EXERCISE DATA |
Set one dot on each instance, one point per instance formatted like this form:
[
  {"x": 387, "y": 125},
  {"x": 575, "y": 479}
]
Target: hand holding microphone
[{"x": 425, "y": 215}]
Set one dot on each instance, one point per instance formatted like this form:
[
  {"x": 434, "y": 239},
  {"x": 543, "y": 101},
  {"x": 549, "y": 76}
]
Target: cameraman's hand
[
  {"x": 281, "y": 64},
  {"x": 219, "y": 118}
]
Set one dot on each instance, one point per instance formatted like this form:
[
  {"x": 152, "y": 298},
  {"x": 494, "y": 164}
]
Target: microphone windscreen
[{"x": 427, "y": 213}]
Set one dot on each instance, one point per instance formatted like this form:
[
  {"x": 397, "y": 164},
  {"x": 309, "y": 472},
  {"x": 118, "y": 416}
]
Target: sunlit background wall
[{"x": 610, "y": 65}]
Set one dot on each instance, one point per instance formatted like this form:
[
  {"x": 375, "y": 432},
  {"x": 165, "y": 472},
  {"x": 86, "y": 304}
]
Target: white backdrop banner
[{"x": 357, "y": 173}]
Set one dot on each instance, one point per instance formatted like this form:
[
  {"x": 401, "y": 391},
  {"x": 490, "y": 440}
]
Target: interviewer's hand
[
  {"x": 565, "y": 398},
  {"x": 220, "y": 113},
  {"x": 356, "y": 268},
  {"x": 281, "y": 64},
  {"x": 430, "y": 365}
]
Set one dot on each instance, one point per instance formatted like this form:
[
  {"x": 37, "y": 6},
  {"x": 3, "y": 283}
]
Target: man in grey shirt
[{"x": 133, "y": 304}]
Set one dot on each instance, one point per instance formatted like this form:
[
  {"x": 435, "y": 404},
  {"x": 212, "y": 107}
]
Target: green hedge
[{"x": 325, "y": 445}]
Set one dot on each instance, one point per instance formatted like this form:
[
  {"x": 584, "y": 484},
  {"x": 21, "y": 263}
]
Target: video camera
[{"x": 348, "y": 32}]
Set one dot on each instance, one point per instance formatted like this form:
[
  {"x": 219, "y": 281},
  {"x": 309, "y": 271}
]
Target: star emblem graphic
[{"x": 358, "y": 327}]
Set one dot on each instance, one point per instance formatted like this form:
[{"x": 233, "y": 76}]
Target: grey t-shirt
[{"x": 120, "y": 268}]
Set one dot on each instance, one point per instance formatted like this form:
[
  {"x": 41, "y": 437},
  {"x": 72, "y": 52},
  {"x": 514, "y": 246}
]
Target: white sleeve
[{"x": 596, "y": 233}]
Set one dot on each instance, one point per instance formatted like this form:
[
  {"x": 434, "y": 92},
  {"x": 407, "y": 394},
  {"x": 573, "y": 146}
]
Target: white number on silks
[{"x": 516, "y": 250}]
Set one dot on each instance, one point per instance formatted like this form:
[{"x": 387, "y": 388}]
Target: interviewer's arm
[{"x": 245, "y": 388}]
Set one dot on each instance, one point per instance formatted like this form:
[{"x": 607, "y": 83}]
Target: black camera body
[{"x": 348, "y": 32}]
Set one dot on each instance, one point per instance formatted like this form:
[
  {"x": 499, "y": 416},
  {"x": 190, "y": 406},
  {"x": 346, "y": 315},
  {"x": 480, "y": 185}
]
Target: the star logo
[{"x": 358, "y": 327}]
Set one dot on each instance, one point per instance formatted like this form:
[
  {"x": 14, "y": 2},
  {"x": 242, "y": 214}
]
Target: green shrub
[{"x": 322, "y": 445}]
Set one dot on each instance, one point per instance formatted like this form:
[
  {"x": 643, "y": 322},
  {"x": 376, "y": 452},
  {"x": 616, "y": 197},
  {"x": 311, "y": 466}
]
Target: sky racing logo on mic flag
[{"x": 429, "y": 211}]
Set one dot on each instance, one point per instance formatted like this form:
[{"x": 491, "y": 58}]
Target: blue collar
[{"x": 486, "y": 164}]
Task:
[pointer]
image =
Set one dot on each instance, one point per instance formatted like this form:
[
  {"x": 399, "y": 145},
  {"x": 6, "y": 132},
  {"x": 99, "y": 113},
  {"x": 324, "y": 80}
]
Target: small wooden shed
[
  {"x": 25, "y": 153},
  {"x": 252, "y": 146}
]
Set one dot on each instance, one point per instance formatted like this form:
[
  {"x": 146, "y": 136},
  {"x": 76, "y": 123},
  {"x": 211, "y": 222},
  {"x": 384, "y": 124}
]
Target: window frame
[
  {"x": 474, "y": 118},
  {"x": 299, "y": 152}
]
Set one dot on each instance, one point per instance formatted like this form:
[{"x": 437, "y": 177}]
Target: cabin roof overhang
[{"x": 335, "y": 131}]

ABOUT THIS TASK | Repeat every record exactly as written, please.

PROBLEM SOLUTION |
Set one dot on each instance, one point per instance formatted like this form:
[
  {"x": 387, "y": 125},
  {"x": 575, "y": 479}
]
Target: hand holding microphone
[{"x": 425, "y": 215}]
Set one dot on each instance, one point per instance formatted like this form:
[
  {"x": 434, "y": 239},
  {"x": 543, "y": 101},
  {"x": 549, "y": 76}
]
Target: cameraman's hand
[
  {"x": 281, "y": 64},
  {"x": 219, "y": 118}
]
Set one dot on each instance, one point per instance formatted like this form:
[
  {"x": 152, "y": 298},
  {"x": 494, "y": 164}
]
Target: microphone windscreen
[{"x": 427, "y": 213}]
Set one dot on each instance, one point per instance formatted like this form:
[
  {"x": 397, "y": 164},
  {"x": 309, "y": 472},
  {"x": 118, "y": 416}
]
Target: sunlit background wall
[{"x": 610, "y": 65}]
Set one dot on each instance, one point per instance formatted like this form:
[
  {"x": 375, "y": 432},
  {"x": 165, "y": 472},
  {"x": 86, "y": 304}
]
Target: white backdrop banner
[{"x": 357, "y": 173}]
Set one dot on each instance, one point per instance formatted like this form:
[
  {"x": 401, "y": 391},
  {"x": 490, "y": 440}
]
Target: interviewer's hand
[
  {"x": 565, "y": 398},
  {"x": 220, "y": 113},
  {"x": 356, "y": 268},
  {"x": 281, "y": 64},
  {"x": 430, "y": 365}
]
Set one dot on each instance, one point per instance formatted like this form:
[
  {"x": 37, "y": 6},
  {"x": 3, "y": 283}
]
Target: man in grey shirt
[{"x": 133, "y": 304}]
Set one dot on each instance, one point per instance formatted like this form:
[
  {"x": 435, "y": 404},
  {"x": 212, "y": 107}
]
Target: green hedge
[{"x": 325, "y": 445}]
Set one dot on each instance, one point per instance formatted like this form:
[
  {"x": 584, "y": 484},
  {"x": 21, "y": 263}
]
Target: video camera
[{"x": 348, "y": 32}]
Set one dot on each instance, one point per instance formatted like this form:
[
  {"x": 219, "y": 281},
  {"x": 309, "y": 271}
]
Target: star emblem graphic
[{"x": 358, "y": 327}]
Set one dot on each instance, one point per instance formatted like this form:
[{"x": 233, "y": 76}]
Target: grey t-shirt
[{"x": 120, "y": 268}]
Set one dot on each instance, one point per instance formatted like this form:
[
  {"x": 41, "y": 437},
  {"x": 72, "y": 52},
  {"x": 514, "y": 246}
]
Target: white sleeve
[{"x": 596, "y": 233}]
Set one dot on each instance, one point per instance formatted like this form:
[
  {"x": 434, "y": 92},
  {"x": 407, "y": 394},
  {"x": 573, "y": 146}
]
Target: white number on silks
[{"x": 516, "y": 250}]
Set one dot on each instance, one point per instance formatted like this form:
[{"x": 387, "y": 388}]
Target: interviewer's arm
[{"x": 245, "y": 388}]
Set one dot on each instance, one point per instance formatted like this form:
[{"x": 607, "y": 83}]
Target: black camera body
[{"x": 348, "y": 32}]
Set one dot on each instance, one point per instance formatted like this form:
[
  {"x": 499, "y": 416},
  {"x": 190, "y": 406},
  {"x": 346, "y": 315},
  {"x": 480, "y": 185}
]
Target: the star logo
[{"x": 358, "y": 327}]
Set one dot on each instance, one point per instance formatted like this form:
[
  {"x": 14, "y": 2},
  {"x": 242, "y": 214}
]
Target: green shrub
[{"x": 322, "y": 445}]
Set one dot on each instance, one point per instance formatted like this form:
[
  {"x": 643, "y": 322},
  {"x": 376, "y": 452},
  {"x": 616, "y": 197},
  {"x": 311, "y": 466}
]
Target: sky racing logo on mic flag
[{"x": 429, "y": 211}]
Set one dot on each instance, one point per instance formatted like this form:
[{"x": 491, "y": 58}]
Target: blue collar
[{"x": 486, "y": 164}]
Task:
[pointer]
image =
Set one dot on each instance, one point per instance formatted like this form:
[
  {"x": 399, "y": 145},
  {"x": 6, "y": 132},
  {"x": 99, "y": 113},
  {"x": 324, "y": 80}
]
Target: small wooden shed
[
  {"x": 25, "y": 153},
  {"x": 252, "y": 146}
]
Set one dot on each instance, one point per instance formatted like this form:
[
  {"x": 146, "y": 136},
  {"x": 76, "y": 123},
  {"x": 211, "y": 222},
  {"x": 384, "y": 124}
]
Target: window frame
[
  {"x": 474, "y": 118},
  {"x": 299, "y": 152}
]
Set one dot on each instance, one point per instance formatted like this form:
[{"x": 437, "y": 177}]
Target: cabin roof overhang
[{"x": 335, "y": 131}]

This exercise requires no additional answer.